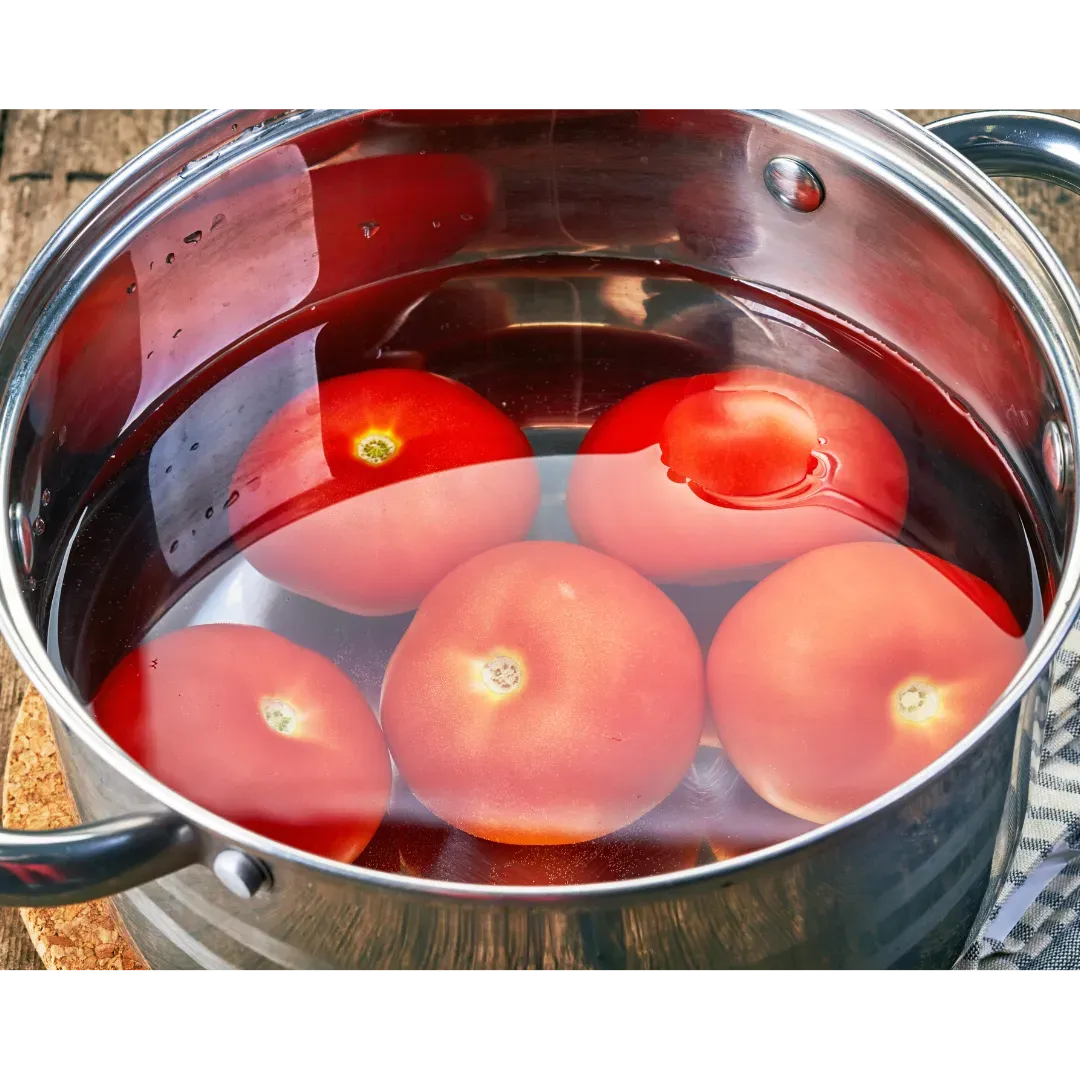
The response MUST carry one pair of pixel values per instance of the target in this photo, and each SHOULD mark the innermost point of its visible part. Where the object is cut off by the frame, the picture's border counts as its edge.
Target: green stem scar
(280, 715)
(917, 702)
(501, 675)
(375, 448)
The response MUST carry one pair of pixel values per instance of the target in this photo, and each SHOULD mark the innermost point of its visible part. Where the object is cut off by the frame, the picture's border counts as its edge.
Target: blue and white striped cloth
(1034, 925)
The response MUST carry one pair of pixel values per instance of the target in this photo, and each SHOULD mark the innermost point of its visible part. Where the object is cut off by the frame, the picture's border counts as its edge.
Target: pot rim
(942, 197)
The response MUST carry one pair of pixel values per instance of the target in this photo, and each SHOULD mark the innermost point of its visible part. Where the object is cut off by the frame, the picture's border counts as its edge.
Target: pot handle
(1037, 146)
(86, 862)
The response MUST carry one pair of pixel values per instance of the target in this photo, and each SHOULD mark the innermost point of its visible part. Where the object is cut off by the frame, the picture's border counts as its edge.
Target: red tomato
(412, 840)
(366, 489)
(543, 693)
(675, 478)
(258, 730)
(851, 669)
(736, 819)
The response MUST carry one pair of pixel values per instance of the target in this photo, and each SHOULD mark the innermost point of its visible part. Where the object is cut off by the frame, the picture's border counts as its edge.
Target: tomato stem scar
(916, 701)
(375, 448)
(280, 715)
(501, 675)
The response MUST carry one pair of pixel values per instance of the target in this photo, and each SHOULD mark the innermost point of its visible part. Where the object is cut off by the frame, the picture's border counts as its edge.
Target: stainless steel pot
(852, 210)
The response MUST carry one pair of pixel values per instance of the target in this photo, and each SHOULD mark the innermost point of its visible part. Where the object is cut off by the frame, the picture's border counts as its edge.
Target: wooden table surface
(52, 159)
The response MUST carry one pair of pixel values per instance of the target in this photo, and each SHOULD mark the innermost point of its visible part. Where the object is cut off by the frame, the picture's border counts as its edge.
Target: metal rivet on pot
(794, 184)
(1055, 455)
(23, 536)
(242, 875)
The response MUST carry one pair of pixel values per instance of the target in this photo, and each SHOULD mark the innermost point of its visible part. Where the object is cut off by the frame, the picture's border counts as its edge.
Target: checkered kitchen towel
(1034, 925)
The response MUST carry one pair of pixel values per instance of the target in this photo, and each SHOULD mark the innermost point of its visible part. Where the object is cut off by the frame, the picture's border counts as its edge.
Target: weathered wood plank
(50, 161)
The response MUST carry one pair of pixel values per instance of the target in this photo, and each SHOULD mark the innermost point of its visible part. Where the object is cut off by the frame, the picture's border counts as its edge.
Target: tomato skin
(603, 718)
(188, 707)
(373, 538)
(622, 500)
(414, 841)
(807, 670)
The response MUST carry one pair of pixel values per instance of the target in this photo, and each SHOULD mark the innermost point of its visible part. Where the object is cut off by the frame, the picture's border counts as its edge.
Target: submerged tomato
(413, 841)
(363, 491)
(851, 669)
(544, 693)
(258, 730)
(716, 477)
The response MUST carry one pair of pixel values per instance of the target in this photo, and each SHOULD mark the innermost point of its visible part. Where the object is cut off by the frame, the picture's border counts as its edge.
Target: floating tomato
(543, 693)
(734, 818)
(366, 489)
(851, 669)
(258, 730)
(716, 477)
(413, 841)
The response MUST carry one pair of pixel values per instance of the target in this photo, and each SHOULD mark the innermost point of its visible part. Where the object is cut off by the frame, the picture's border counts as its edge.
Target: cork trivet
(81, 936)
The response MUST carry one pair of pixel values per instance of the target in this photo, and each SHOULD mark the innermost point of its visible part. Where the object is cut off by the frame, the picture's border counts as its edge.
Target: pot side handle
(86, 862)
(1036, 146)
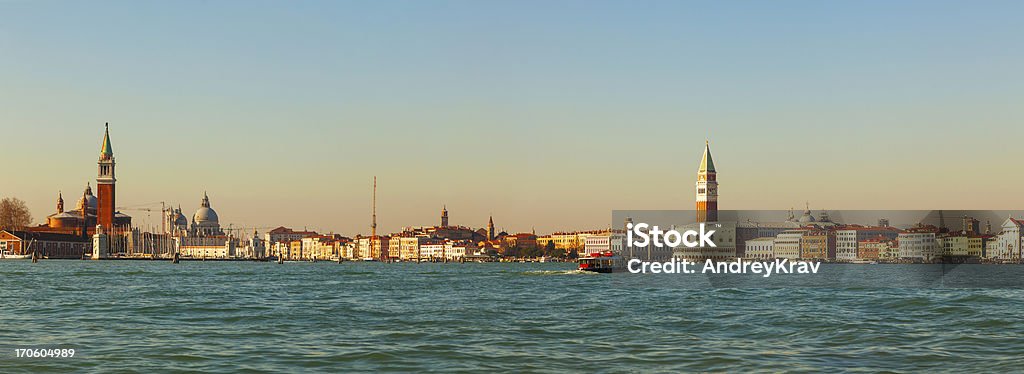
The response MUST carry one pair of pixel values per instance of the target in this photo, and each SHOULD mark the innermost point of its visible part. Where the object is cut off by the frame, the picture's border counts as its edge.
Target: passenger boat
(6, 255)
(602, 262)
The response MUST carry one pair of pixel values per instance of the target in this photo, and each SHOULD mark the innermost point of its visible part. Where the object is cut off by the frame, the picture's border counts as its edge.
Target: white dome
(206, 215)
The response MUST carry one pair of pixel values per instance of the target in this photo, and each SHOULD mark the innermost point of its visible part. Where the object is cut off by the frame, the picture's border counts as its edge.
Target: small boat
(5, 255)
(602, 262)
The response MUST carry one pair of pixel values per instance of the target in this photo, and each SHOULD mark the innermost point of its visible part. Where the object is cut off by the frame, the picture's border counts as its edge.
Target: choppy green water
(230, 317)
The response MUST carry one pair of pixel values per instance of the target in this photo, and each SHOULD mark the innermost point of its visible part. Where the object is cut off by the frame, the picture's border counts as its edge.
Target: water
(230, 317)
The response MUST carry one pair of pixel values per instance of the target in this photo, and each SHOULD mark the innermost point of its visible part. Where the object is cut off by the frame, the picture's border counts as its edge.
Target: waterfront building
(817, 244)
(707, 189)
(432, 249)
(295, 250)
(848, 238)
(1010, 240)
(760, 248)
(49, 245)
(285, 235)
(523, 241)
(318, 247)
(91, 210)
(205, 221)
(962, 245)
(209, 247)
(105, 182)
(787, 244)
(609, 242)
(409, 247)
(724, 239)
(455, 250)
(878, 248)
(377, 248)
(918, 244)
(175, 222)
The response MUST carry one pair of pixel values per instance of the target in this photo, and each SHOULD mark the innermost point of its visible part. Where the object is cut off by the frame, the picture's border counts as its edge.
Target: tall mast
(373, 225)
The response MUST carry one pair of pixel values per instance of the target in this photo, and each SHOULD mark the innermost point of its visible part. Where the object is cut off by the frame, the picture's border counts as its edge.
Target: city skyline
(287, 125)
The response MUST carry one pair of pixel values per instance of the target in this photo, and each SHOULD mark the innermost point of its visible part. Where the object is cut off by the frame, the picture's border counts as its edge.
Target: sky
(547, 115)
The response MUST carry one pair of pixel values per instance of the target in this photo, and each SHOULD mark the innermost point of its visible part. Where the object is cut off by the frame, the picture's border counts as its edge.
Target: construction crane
(373, 224)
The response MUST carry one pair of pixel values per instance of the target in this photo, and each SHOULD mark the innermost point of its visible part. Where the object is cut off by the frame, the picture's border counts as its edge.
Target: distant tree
(14, 214)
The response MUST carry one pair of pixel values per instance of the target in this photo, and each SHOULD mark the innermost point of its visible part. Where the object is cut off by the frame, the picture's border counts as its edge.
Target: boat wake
(558, 273)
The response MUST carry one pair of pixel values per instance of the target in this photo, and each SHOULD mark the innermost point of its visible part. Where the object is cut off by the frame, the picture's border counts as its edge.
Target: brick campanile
(707, 189)
(104, 183)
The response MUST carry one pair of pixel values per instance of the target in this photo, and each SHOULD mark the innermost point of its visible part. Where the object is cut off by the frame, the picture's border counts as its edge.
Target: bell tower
(707, 187)
(104, 182)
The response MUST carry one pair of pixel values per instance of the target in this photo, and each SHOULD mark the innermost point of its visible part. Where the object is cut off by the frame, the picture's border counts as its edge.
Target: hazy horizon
(529, 111)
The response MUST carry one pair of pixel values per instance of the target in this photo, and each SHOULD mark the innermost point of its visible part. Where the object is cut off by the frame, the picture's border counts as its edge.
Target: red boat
(602, 262)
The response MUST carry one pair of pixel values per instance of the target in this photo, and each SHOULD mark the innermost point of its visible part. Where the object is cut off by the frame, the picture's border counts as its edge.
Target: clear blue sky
(527, 110)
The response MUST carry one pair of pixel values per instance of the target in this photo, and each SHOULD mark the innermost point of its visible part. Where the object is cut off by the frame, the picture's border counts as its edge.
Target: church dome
(179, 219)
(807, 217)
(206, 214)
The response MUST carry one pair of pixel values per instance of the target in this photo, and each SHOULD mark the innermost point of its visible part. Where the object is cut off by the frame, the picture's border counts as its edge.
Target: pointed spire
(707, 163)
(108, 150)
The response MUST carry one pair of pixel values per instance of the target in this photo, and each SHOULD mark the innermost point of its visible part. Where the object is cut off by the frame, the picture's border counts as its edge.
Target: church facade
(90, 209)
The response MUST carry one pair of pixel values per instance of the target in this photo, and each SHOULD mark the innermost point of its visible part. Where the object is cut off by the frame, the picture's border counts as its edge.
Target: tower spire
(707, 162)
(107, 151)
(707, 188)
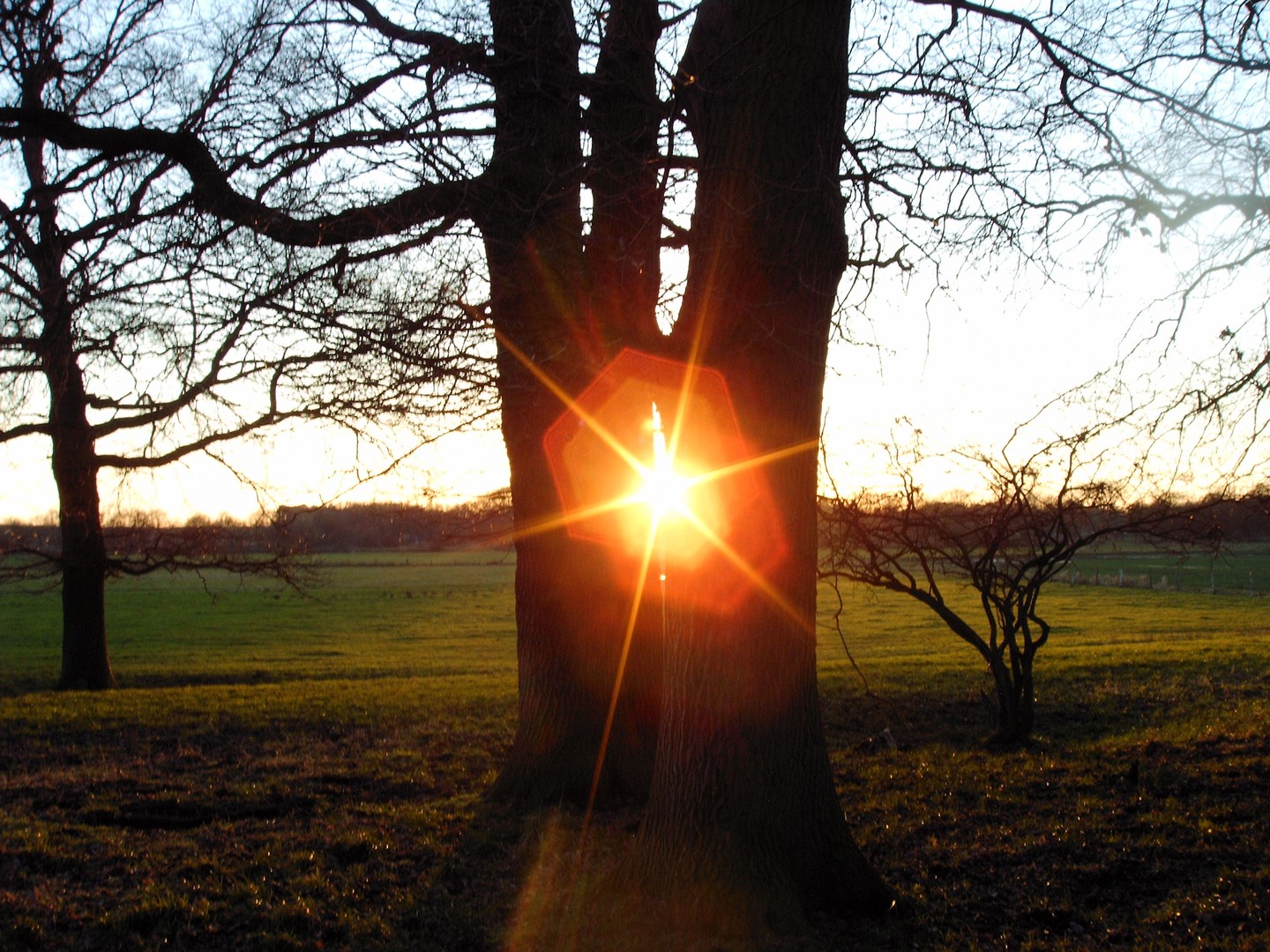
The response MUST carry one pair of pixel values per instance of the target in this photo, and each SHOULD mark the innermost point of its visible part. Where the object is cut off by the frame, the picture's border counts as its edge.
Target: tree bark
(572, 597)
(86, 658)
(743, 809)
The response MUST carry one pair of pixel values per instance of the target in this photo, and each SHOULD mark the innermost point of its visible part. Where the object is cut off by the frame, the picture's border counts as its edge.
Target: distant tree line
(294, 530)
(430, 528)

What you are asked to do >> Those lines from the one with "Target: tree bark" through the last line of the material above are to be retyped exactly, with nothing else.

Task answer >>
Target: tree bark
(572, 597)
(86, 658)
(743, 809)
The response MUST carry one pair of pixel values per instance of the target in this photo, and each SHOULD mark the innermost point of its visible part. Where the object is cut off by the frame, the picture's border counts as its edge.
Target: distant tree line
(294, 530)
(430, 528)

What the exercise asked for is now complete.